__Required work__: Reproduce every line of the data below verbatim, with no changes.

....................

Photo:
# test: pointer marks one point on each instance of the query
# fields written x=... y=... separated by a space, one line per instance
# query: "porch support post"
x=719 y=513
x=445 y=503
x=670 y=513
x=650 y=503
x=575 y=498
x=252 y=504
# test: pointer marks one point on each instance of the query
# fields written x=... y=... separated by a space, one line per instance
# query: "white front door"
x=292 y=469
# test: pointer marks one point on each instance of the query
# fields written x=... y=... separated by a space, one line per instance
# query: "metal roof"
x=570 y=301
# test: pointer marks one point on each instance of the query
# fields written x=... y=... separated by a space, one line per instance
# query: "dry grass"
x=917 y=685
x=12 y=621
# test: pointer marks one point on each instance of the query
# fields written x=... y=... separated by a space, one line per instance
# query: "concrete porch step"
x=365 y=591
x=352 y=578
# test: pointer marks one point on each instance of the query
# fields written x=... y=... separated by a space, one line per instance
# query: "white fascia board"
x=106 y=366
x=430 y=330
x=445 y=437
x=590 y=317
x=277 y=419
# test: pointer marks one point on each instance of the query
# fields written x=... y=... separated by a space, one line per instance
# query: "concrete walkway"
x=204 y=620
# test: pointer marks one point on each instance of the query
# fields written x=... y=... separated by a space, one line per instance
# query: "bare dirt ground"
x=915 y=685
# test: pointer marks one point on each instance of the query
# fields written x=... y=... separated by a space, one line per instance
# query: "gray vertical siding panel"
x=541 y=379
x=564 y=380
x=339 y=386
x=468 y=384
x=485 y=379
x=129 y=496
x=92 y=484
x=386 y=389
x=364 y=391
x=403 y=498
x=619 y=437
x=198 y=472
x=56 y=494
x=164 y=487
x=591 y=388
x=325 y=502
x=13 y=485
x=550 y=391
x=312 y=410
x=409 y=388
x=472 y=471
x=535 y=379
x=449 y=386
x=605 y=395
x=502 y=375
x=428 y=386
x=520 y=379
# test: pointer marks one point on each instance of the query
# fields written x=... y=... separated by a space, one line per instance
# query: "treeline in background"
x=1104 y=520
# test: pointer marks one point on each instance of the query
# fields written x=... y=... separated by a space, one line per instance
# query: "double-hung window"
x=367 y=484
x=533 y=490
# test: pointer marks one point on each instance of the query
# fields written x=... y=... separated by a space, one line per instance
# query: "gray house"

....................

__Solution for this task__:
Photo:
# test: pointer marks one point on each instance of the query
# fields written x=... y=... separated by a space, one line per instance
# query: "porch support post"
x=719 y=513
x=445 y=503
x=670 y=513
x=650 y=503
x=575 y=498
x=252 y=504
# test: pointer marks one point on each instance of the query
# fields written x=... y=... separated by a space, one line per instance
# query: "white front door"
x=292 y=469
# test: pointer marks one point on each instance of the query
# fields written x=... y=... separated by a space, one line per instance
# query: "metal roof"
x=570 y=301
# test: pointer marks one point on each instance of the query
# fields written x=... y=... separated by a space, one line per instance
# query: "dry grass"
x=917 y=685
x=12 y=621
# test: pointer marks one point on each instance of the query
# fields written x=... y=... separated by a space, one line per instance
# query: "concrete porch step"
x=365 y=591
x=352 y=578
# test: pointer marks one point on each instance of the query
# fields written x=... y=... separated by a space, one line per instance
# query: "white fascia board"
x=106 y=366
x=430 y=330
x=445 y=437
x=590 y=317
x=277 y=419
# test: pointer marks one point on each instance of the query
# fields written x=... y=... separated by a space, one line per instance
# query: "concrete walkway"
x=204 y=620
# test: pointer marks one point on each instance of the query
# fields written x=... y=... separated by a space, one line per instance
# query: "bare dirt ground"
x=915 y=685
# test: pointer marks one point on each instance of the query
# fields written x=... y=... separated by a space, one line per instance
# query: "gray vertical siding panel"
x=541 y=379
x=564 y=380
x=339 y=386
x=468 y=384
x=485 y=379
x=129 y=496
x=92 y=484
x=386 y=389
x=364 y=391
x=403 y=498
x=619 y=437
x=198 y=472
x=56 y=494
x=164 y=487
x=591 y=388
x=325 y=502
x=13 y=485
x=550 y=391
x=312 y=410
x=409 y=388
x=472 y=471
x=535 y=379
x=449 y=386
x=605 y=395
x=502 y=375
x=428 y=386
x=520 y=379
# test: pointer marks one point on each instance of the query
# fields written x=... y=... separated by a space, one line per instance
# query: "treeline in background"
x=1104 y=520
# test: pointer marks one point on each instance of the query
# fields written x=... y=... separated by a space, one line per instance
# query: "double-hung window"
x=367 y=484
x=533 y=490
# test: pointer marks one point on each instance of the query
# fields written x=... y=... separated by a space, one line per instance
# query: "gray house"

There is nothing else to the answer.